**Task brief**
Once you find the line with "shrub and record the coordinates." in the entries below, return exactly every line from it through the line with "wall and record the coordinates.".

**Provided data**
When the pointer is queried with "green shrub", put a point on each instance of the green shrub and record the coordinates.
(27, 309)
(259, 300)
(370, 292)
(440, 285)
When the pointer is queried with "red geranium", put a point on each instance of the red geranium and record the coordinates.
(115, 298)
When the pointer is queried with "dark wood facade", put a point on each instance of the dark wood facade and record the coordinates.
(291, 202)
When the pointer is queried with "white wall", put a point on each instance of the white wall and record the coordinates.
--
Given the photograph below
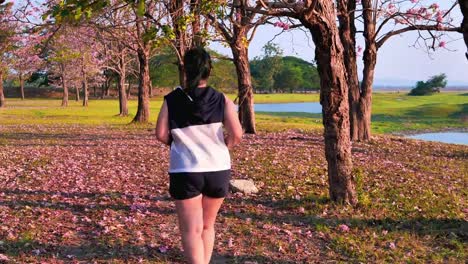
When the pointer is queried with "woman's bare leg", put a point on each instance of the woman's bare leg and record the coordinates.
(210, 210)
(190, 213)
--
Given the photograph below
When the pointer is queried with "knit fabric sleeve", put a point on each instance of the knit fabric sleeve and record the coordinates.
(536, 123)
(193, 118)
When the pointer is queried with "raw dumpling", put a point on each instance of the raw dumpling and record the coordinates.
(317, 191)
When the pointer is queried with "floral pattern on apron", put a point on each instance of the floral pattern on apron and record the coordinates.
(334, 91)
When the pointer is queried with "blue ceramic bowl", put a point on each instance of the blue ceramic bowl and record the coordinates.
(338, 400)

**Solution to this exercise**
When the pointer is queried with "green shrub", put a point on each instance of the green shrub and record the coordinates.
(27, 309)
(259, 300)
(370, 292)
(440, 285)
When the pointer is queried with "red geranium", put a point on each instance of the red geranium and record the coordinates.
(115, 298)
When the pointer is queried with "dark wood facade", put a point on each instance of the dark wood facade and record the coordinates.
(291, 202)
When the pointer is queried with "white wall", put a point on each instance of the white wall and record the coordinates.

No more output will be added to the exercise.